### Required task
Rewrite the lines below as a numbered list, skipping blank lines and leaving the pictures out of your answer.

### Given records

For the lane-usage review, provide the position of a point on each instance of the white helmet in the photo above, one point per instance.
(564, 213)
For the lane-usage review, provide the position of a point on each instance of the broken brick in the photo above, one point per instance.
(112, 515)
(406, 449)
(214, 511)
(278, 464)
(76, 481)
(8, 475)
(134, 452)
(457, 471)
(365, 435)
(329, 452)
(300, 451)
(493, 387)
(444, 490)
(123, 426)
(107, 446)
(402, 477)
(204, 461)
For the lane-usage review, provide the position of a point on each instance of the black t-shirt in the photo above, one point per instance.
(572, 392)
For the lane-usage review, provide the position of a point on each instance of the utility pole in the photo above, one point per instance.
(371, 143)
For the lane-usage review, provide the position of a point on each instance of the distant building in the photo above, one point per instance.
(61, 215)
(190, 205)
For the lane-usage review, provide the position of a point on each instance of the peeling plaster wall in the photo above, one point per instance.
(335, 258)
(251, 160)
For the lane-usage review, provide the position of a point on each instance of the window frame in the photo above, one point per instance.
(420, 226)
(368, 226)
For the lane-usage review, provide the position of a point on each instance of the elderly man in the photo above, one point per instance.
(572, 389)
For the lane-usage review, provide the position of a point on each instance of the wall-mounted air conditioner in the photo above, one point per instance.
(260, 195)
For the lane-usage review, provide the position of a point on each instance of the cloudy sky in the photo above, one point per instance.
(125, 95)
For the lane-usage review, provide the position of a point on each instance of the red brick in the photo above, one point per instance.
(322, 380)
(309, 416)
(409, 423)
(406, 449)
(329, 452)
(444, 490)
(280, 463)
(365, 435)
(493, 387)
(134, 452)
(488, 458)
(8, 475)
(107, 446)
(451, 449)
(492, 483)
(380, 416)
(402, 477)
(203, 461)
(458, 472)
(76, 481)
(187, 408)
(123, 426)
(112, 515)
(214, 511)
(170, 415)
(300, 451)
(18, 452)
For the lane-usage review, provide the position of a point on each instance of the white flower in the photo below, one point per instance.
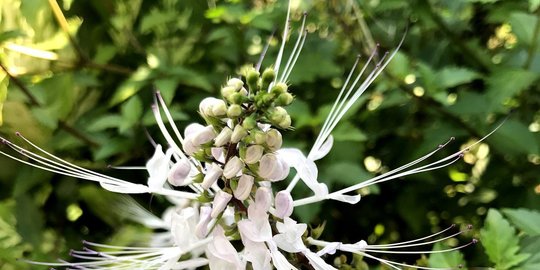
(179, 172)
(220, 202)
(221, 253)
(212, 175)
(233, 167)
(245, 184)
(283, 204)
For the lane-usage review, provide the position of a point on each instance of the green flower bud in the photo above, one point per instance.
(236, 98)
(239, 133)
(253, 154)
(249, 123)
(284, 99)
(277, 115)
(259, 137)
(243, 189)
(273, 139)
(285, 123)
(252, 78)
(235, 83)
(227, 91)
(233, 167)
(279, 89)
(268, 77)
(223, 137)
(243, 91)
(234, 111)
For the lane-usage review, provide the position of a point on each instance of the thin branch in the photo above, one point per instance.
(62, 124)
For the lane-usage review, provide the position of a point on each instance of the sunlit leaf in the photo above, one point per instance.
(527, 220)
(450, 260)
(500, 241)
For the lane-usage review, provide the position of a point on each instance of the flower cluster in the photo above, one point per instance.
(228, 213)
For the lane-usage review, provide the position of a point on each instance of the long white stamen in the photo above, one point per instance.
(283, 41)
(169, 117)
(59, 166)
(296, 51)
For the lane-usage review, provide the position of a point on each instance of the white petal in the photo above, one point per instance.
(323, 150)
(351, 199)
(306, 168)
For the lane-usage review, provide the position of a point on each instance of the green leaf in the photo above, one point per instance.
(521, 26)
(157, 18)
(4, 82)
(531, 245)
(527, 220)
(450, 260)
(108, 121)
(454, 76)
(131, 86)
(29, 219)
(506, 83)
(500, 241)
(514, 137)
(131, 113)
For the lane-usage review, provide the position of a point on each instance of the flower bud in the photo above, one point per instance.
(223, 137)
(236, 98)
(218, 154)
(243, 91)
(273, 139)
(179, 172)
(221, 200)
(235, 83)
(283, 204)
(285, 123)
(204, 135)
(219, 109)
(253, 154)
(212, 175)
(249, 123)
(245, 183)
(284, 99)
(279, 89)
(263, 199)
(227, 91)
(272, 168)
(268, 76)
(277, 115)
(252, 77)
(268, 166)
(259, 137)
(239, 133)
(234, 111)
(212, 107)
(233, 167)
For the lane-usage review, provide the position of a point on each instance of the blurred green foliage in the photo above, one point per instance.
(77, 79)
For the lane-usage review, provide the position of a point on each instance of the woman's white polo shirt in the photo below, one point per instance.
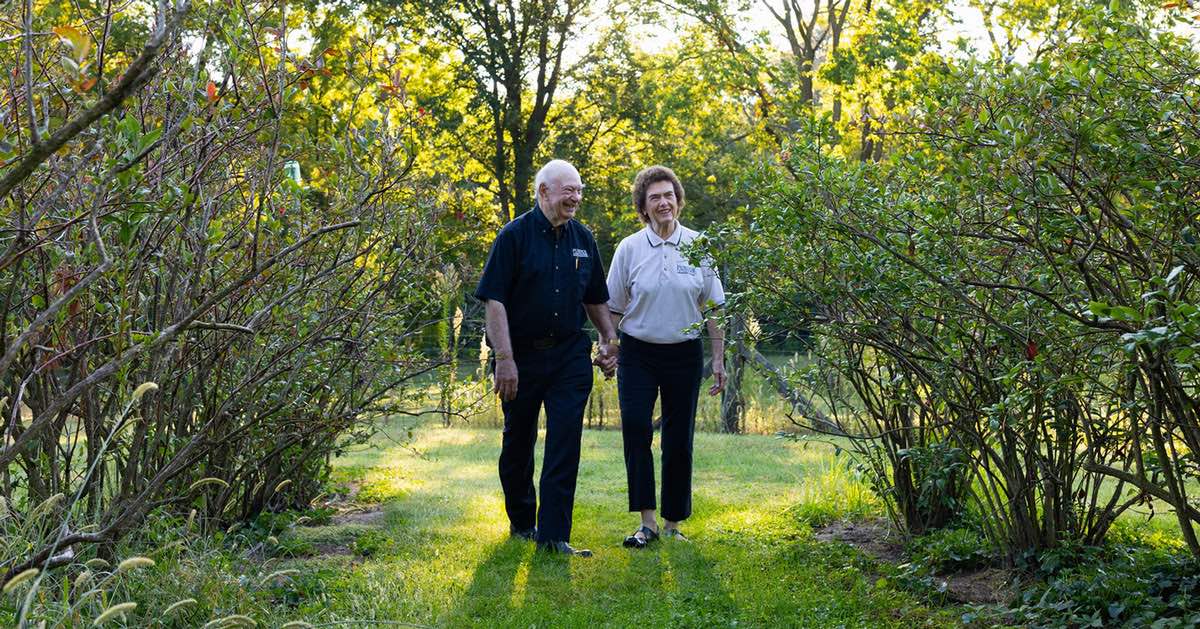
(660, 294)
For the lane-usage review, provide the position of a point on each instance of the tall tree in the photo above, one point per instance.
(513, 63)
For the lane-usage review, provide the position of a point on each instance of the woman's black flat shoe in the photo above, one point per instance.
(648, 535)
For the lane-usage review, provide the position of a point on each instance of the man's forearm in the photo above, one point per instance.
(497, 318)
(601, 319)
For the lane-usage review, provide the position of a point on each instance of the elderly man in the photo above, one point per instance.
(543, 275)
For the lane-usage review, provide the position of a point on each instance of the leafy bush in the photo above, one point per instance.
(1003, 307)
(198, 313)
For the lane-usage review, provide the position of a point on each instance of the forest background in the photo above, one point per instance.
(959, 238)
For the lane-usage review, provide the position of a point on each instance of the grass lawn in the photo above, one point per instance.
(441, 555)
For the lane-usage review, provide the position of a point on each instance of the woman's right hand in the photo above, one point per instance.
(507, 378)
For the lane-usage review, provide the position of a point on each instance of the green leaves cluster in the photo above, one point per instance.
(1015, 279)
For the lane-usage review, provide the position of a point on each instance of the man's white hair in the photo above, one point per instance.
(553, 169)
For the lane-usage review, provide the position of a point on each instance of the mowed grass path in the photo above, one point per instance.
(447, 558)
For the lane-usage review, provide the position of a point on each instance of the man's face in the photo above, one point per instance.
(661, 205)
(561, 196)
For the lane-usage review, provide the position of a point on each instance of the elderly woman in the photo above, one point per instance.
(658, 301)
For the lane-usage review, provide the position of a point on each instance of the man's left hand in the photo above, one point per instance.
(718, 377)
(606, 359)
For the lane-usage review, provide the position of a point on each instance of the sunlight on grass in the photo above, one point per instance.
(751, 562)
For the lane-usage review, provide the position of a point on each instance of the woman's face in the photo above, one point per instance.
(661, 205)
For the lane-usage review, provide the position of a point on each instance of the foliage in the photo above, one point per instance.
(1125, 585)
(1013, 285)
(210, 289)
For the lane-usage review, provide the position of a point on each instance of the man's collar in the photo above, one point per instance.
(541, 222)
(655, 240)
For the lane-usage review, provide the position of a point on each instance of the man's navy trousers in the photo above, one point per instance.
(559, 378)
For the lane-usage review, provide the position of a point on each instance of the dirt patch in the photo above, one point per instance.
(987, 585)
(370, 516)
(873, 537)
(876, 539)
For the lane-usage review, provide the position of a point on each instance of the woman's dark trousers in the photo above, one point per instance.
(645, 371)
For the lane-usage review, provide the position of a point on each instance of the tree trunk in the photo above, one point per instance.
(732, 401)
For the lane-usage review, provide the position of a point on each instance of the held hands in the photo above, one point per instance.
(505, 378)
(718, 376)
(606, 359)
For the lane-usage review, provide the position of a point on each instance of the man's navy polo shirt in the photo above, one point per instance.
(544, 276)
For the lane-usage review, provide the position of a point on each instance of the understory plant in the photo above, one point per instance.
(1003, 306)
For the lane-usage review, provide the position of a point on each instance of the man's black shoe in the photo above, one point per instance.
(563, 547)
(527, 534)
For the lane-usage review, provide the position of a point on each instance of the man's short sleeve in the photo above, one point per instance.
(499, 270)
(597, 291)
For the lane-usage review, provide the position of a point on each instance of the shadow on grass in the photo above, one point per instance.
(696, 595)
(493, 585)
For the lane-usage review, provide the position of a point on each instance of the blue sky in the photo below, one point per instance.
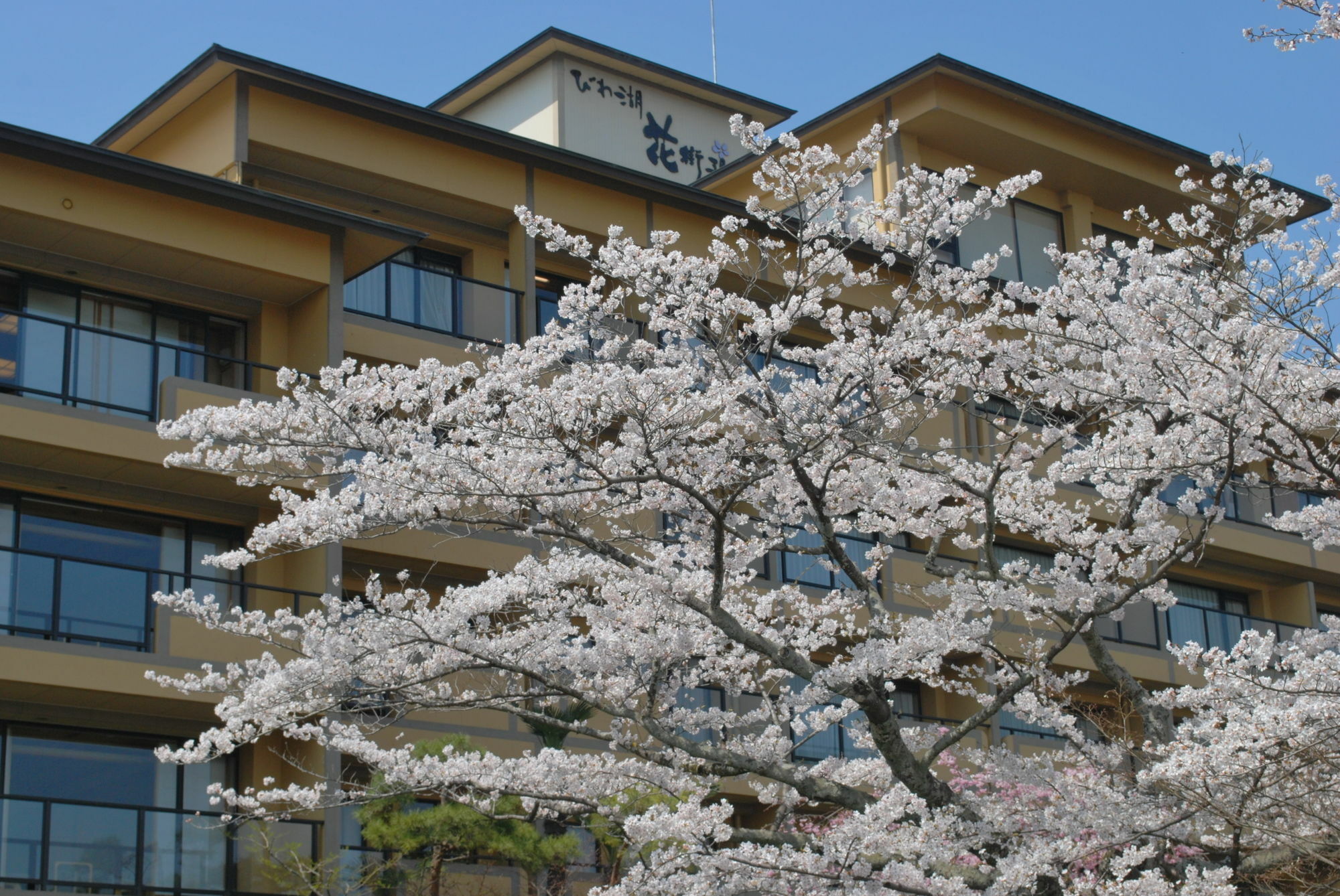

### Solution
1. For the lane-usage review, provide the position of a point on each instance of the white helmet in the photo above, one point per instance.
2. (564, 213)
3. For the lane-usage review, provide the position of a point on each instance of the broken brick in the photo above, one point per instance.
4. (112, 515)
5. (406, 449)
6. (214, 511)
7. (278, 464)
8. (76, 481)
9. (8, 475)
10. (134, 452)
11. (457, 471)
12. (365, 435)
13. (329, 452)
14. (300, 451)
15. (493, 387)
16. (444, 490)
17. (123, 426)
18. (107, 446)
19. (402, 477)
20. (204, 461)
21. For the lane-usage review, provide the position of a point on each instance of the black t-shirt in the photo above, one point per instance.
22. (572, 392)
23. For the lane-usage review, provide the position of a point on each instance of the utility pole in the photo above, one point per instance.
24. (371, 143)
25. For the lane-usage review, provide the position of a point on each instance of the distant building in the photo above, one point per instance.
26. (61, 215)
27. (190, 205)
28. For the lane-usage review, provide the position of a point on each instance of the peeling plaster wall in the photo above, one point per instance.
29. (335, 258)
30. (251, 160)
31. For the lane-usage review, provide the position of a point on each instance of the window frame in the photo above, one point per instance.
32. (420, 226)
33. (368, 226)
34. For the lane-usage review, provide the position of a point on each instance of the elderly man in the photo above, one point per instance.
35. (572, 389)
36. For the lane-usage review, provide the position of a point on each instance of the wall-mounted air conditioner in the photo above, one point per instance.
37. (260, 195)
38. For the lane-usage review, provide the position of a point on each instance of the cloudy sky in the photo above, one point per instance.
39. (125, 95)
40. For the lane-usage review, provide the position of a point on each instance of the red brick in the photo above, one point per instance.
41. (322, 380)
42. (309, 416)
43. (409, 423)
44. (406, 449)
45. (329, 452)
46. (444, 490)
47. (280, 463)
48. (365, 435)
49. (493, 387)
50. (134, 452)
51. (488, 458)
52. (8, 475)
53. (107, 446)
54. (451, 449)
55. (492, 483)
56. (380, 416)
57. (402, 477)
58. (203, 461)
59. (458, 472)
60. (76, 481)
61. (187, 408)
62. (123, 426)
63. (112, 515)
64. (214, 511)
65. (170, 415)
66. (300, 451)
67. (18, 452)
68. For the lane-usage review, provide the position of a point on each instance of the white flower in the photo below, one point per instance.
69. (179, 172)
70. (220, 202)
71. (221, 253)
72. (212, 175)
73. (233, 167)
74. (245, 184)
75. (283, 204)
76. For the lane-usage review, provide the position of a point on each instance of the green flower bud in the photo above, one point per instance.
77. (236, 98)
78. (239, 133)
79. (253, 154)
80. (249, 123)
81. (284, 99)
82. (277, 115)
83. (259, 137)
84. (243, 189)
85. (273, 139)
86. (285, 123)
87. (252, 78)
88. (235, 83)
89. (227, 91)
90. (233, 167)
91. (279, 89)
92. (268, 77)
93. (223, 137)
94. (243, 91)
95. (234, 111)
96. For the lane-usage review, provide the position of a point on each instance of the thin branch in the photo above, one point per instance.
97. (62, 124)
98. For the lane-usage review, provide the position of a point on each instance of the sunlit leaf in the photo above, one point per instance.
99. (527, 220)
100. (450, 260)
101. (500, 241)
102. For the lane-usage review, provide the position of a point on each instance of the flower cluster in the photo above, one point per instance.
103. (228, 213)
104. For the lane-usage review, provide the position of a point on each instance of the long white stamen in the photo above, one point per instance.
105. (283, 41)
106. (169, 117)
107. (59, 166)
108. (296, 51)
109. For the lane-usage review, provide the position of a point on each instance of the white petal in the photo above, one point per instance.
110. (323, 150)
111. (351, 199)
112. (306, 168)
113. For the lane-usage review, provide the position of a point on each instance of the green leaf in the photo above, one point per instance.
114. (521, 26)
115. (157, 18)
116. (4, 82)
117. (531, 245)
118. (527, 220)
119. (450, 260)
120. (108, 121)
121. (454, 76)
122. (131, 86)
123. (29, 219)
124. (506, 83)
125. (500, 241)
126. (514, 137)
127. (131, 113)
128. For the lane-usage review, provide the position of a point on each instance of the flower bud in the photo above, one point per instance.
129. (223, 137)
130. (236, 98)
131. (218, 154)
132. (243, 91)
133. (273, 139)
134. (179, 172)
135. (221, 200)
136. (235, 83)
137. (283, 204)
138. (285, 123)
139. (204, 135)
140. (219, 109)
141. (253, 154)
142. (212, 175)
143. (249, 123)
144. (245, 183)
145. (284, 99)
146. (279, 89)
147. (263, 199)
148. (227, 91)
149. (272, 168)
150. (268, 76)
151. (277, 115)
152. (252, 77)
153. (268, 166)
154. (259, 137)
155. (239, 133)
156. (234, 111)
157. (212, 107)
158. (233, 167)
159. For the lane-usage review, provide the position of a point on each instance of the blurred green foliage in the photo above, one point per instance.
160. (77, 79)
161. For the lane-usage review, provide the position of a point on each instance of the woman's white polo shirt in the photo below, one point per instance.
162. (660, 294)
163. For the lane-usage review, provide the position of a point on each instance of the tall tree in the photo above, one point per instance.
164. (513, 63)
165. For the lane-usage review, provide the position of a point on each instance of the woman's black flat shoe in the photo above, one point per instance.
166. (648, 535)
167. For the lane-usage review, provide the position of a point on each instance of the man's forearm in the photo above, one point per instance.
168. (497, 318)
169. (601, 319)
170. For the lane-usage review, provide the position of a point on each instance of the elderly man in the photo above, one point per instance.
171. (543, 275)
172. For the lane-usage review, provide the position of a point on each instance of the leafy bush in the photo above, one point per instance.
173. (1003, 307)
174. (198, 313)
175. For the lane-usage review, provide the position of a point on each instance of the forest background in the photo above, one point per instance.
176. (959, 238)
177. For the lane-usage review, provide the position of a point on each instance of the grass lawn in the photo above, one point per instance.
178. (441, 555)
179. For the lane-usage review, provide the position of a point on each instance of the woman's right hand in the photo above, one point per instance.
180. (507, 378)
181. For the lane-usage review, provide the position of a point on each instance of the green leaves cluster in the photo above, one point per instance.
182. (1015, 279)
183. For the lane-usage review, provide the position of a point on each instance of the man's white hair in the photo above, one point per instance.
184. (553, 169)
185. For the lane-usage review, provide the position of a point on each instance of the mowed grass path in the photo above, one point per instance.
186. (447, 558)
187. For the lane-usage review, provide the position of a point on each instance of the man's face in the photo above, one point per instance.
188. (661, 205)
189. (561, 196)
190. For the lane-usage review, provide the position of a point on each instance of the elderly woman in the photo above, one point per instance.
191. (658, 301)
192. For the lane-usage review, provide the position of a point on each instance of the man's left hand in the photo above, one point per instance.
193. (718, 377)
194. (606, 359)
195. For the lane-usage review, provide the position of a point on each instance of the sunlight on grass in the photo above, one point per instance.
196. (751, 562)
197. For the lane-usage review, provide the position of a point on each instance of the woman's face in the photo above, one point per instance.
198. (661, 205)
199. For the lane-usage review, provide the position of a point on each instance of the foliage in the photo above, one point per instance.
200. (1125, 585)
201. (1013, 285)
202. (210, 289)
203. For the lane-usage review, provide the position of a point on each instance of the man's collar in the photo above, one point per instance.
204. (541, 222)
205. (655, 240)
206. For the lane-usage review, provide the position of a point on each instance of the man's navy trousers in the photo above, one point per instance.
207. (559, 378)
208. For the lane-usage review, provide the position of a point on each instance of the dirt patch in the photo above, one point per instance.
209. (987, 585)
210. (370, 516)
211. (873, 537)
212. (876, 539)
213. For the lane-usage review, provide the position of a point on each instance of the woman's dark trousers in the photo above, one point per instance.
214. (645, 371)
215. For the lane-usage review, provide the position of a point on each instance of the tree trunk in the photo above, one point per instance.
216. (732, 401)
217. For the lane-usage review, provide the position of a point on each instance of the held hands in the photo above, one point per instance.
218. (505, 378)
219. (718, 376)
220. (606, 359)
221. For the lane-usage review, provide the position of a point on each instance of the man's navy polo shirt in the photo above, one point per instance.
222. (544, 276)
223. For the lane-usage review, provide the position of a point on each instance of the understory plant in the photo above, one point per instance.
224. (1003, 306)
225. For the lane-usage review, provide the position of a point on each instance of the man's black shoe in the photo above, one point per instance.
226. (563, 547)
227. (527, 534)
228. For the lane-usage review, provide the position of a point on each instance of the man's short sleeve in the photo above, one point per instance.
229. (499, 270)
230. (597, 291)
231. For the lane-usage review, provide the position of a point on each instance of the shadow on grass in the photo above, one point per instance.
232. (696, 595)
233. (493, 585)
234. For the lane-usage review, provide the position of a point on each instance of the blue sky in the photo below, one point per instance.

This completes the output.